---------- STORED RECORDS ----------
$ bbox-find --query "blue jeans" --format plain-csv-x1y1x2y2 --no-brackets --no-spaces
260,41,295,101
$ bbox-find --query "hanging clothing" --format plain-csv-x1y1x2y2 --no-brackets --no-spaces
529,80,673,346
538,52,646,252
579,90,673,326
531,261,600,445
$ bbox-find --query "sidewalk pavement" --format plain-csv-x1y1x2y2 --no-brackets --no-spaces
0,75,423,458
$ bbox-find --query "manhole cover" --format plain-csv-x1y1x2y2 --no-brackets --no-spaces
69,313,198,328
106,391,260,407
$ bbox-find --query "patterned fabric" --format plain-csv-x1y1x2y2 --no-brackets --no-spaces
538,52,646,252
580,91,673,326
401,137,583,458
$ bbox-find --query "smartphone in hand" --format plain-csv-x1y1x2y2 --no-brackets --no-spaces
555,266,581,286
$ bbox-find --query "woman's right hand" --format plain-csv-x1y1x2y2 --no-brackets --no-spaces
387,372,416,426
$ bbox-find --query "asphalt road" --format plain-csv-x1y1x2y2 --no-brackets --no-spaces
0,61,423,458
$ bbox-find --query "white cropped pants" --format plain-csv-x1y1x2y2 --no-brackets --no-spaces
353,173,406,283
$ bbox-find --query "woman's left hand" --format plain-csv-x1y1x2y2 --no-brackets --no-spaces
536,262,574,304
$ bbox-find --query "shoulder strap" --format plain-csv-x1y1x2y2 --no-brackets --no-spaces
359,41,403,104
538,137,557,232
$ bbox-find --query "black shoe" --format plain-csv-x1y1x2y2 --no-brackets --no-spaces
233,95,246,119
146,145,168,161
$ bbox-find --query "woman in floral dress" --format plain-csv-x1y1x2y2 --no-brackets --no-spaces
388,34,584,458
----------
INSTRUCTION:
Rewrite the entries, starting at the first entry and ending at the line that contains "401,137,583,458", with "manhole cover" replaced by "drain grate" and all else unchanged.

PROBLEM SOLUTION:
$ bbox-find --query "blue jeans" --format plain-csv-x1y1x2y2 --no-brackets --no-spaces
260,41,295,101
$ bbox-find --query "hanging clothing" --format plain-csv-x1y1x2y2 --no-brackets --no-spaces
529,80,673,346
538,52,646,252
579,90,673,326
531,261,600,445
$ bbox-find --query "sidewalk pavement" --format plain-csv-x1y1x2y2 --no-brackets --no-spaces
0,75,423,458
$ bbox-find --query "drain grate" --format plain-csv-x1y1x2y2 --no-brackets --no-spaces
69,313,198,328
106,391,260,407
$ bbox-find --query "patterned fabric" --format plain-csv-x1y1x2y2 --no-brackets --no-spaces
538,52,646,252
580,91,673,326
401,137,583,458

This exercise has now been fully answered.